### Trecho apresentado
A diretora e professora da Faculdade de Direito da Universidade Federal de Alagoas (Ufal) e coordenadora do grupo de pesquisa CARMIM Feminismo Jurídico, Elaine Pimentel, é a entrevistada do CadaMinuto neste sábado (23) e explicou a urgência de abordar o tema e lutar contra a violência de gênero através da informação e debates. Segundo ela, é fundamental comunicar e denunciar os casos de violência contra a mulher.

Confira a entrevista abaixo:

CM: Tivemos três casos de feminicídios em Alagoas em uma semana. Na sua opinião, por qual motivo estamos vivendo isso?

EP: Não encontramos conexões com os casos, apesar de terem sido praticados essa semana. Eles mostram o sintoma de uma realidade, em que a violência doméstica de gênero ceifa a vida de mulheres no contexto das relações conjugais. Então significa que a gente precisa falar mais sobre isso porque para muitas mulheres o lar não é um lugar seguro. Estar ao lado do seu companheiro não é um lugar seguro!

### Enunciado da tarefa
Dê continuidade à entrevista sobre violência de gênero em Alagoas, apresentada acima, a partir da última frase mostrada.

### Material apresentado
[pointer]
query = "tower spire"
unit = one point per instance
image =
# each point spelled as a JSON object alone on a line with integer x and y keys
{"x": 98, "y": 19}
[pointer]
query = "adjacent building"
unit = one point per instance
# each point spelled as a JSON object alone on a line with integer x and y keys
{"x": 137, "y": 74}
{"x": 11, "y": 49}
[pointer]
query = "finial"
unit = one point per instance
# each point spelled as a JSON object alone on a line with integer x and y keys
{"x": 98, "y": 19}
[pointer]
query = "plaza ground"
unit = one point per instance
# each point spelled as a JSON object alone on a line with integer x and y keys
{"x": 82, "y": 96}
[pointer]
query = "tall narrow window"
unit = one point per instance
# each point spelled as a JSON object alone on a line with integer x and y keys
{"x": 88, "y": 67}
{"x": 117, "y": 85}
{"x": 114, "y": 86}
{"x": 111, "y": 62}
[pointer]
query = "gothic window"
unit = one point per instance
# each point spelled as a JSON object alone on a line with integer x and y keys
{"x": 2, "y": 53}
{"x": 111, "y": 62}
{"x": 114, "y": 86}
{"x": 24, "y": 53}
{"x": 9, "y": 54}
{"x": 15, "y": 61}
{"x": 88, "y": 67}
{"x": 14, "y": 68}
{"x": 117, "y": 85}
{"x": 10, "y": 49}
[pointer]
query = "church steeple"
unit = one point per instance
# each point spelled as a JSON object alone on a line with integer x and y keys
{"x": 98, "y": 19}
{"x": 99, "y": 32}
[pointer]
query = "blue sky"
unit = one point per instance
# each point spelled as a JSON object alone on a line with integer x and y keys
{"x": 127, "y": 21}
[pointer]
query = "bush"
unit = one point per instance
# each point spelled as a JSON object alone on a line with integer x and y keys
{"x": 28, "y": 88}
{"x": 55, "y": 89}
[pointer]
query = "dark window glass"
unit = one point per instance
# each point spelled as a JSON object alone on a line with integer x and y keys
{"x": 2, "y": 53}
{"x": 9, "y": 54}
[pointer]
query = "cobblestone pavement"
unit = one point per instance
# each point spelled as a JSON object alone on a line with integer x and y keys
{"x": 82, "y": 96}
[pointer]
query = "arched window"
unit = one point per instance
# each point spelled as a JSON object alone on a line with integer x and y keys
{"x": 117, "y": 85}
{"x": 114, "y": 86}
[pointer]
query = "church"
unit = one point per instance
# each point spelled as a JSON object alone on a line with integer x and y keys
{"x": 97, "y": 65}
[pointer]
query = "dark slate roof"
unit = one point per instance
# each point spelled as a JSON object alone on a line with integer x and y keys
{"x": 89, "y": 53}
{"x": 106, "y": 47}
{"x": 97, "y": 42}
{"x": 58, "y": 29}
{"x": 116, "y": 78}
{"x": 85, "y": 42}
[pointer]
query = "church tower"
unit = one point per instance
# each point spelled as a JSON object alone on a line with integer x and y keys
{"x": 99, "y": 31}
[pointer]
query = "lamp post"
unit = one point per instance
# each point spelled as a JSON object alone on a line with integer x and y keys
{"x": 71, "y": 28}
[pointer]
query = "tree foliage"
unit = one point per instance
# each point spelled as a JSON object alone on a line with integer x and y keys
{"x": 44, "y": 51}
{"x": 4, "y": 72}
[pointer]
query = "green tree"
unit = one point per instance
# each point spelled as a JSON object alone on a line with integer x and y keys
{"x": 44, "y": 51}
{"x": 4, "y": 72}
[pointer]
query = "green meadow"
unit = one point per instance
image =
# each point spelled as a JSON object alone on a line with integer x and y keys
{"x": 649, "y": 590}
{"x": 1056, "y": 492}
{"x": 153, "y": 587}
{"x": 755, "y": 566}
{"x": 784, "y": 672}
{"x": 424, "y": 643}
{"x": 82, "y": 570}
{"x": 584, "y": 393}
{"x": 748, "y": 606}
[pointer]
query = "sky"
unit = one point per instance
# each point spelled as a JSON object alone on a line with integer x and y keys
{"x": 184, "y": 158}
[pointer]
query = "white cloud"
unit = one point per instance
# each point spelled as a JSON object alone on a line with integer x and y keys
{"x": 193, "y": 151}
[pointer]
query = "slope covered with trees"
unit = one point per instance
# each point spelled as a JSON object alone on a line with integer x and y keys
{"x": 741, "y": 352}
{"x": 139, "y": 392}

### Resultado do exercício
CM: Você acredita que o Poder Público tem deixado de lado as políticas públicas para as mulheres? Explique.

EP: Essa questão do minimizar nós não vamos ter uma receita pronta, não é da noite para o dia. A gente já tem uma sociedade marcada pelas desigualdades e violências de gênero estruturalmente e nas relações pessoais. O enfrentamento à violência é um trabalho árduo e cujo resultado demanda tempo, mas é preciso falar sobre isso, ocupar os espaços, falar nos espaços de ensino para crianças e adultos, nos espaços de trabalho, nas empresas e nas repartições públicas. É extremamente importante que isso seja debatido em todos os lugares e que essa rede seja fortalecida, para que mulheres em situação de violência busquem ajuda. É necessário estruturar a rede para romper o silêncio.

CM: O que pode ser feito para minimizar esses casos de violência contra mulher?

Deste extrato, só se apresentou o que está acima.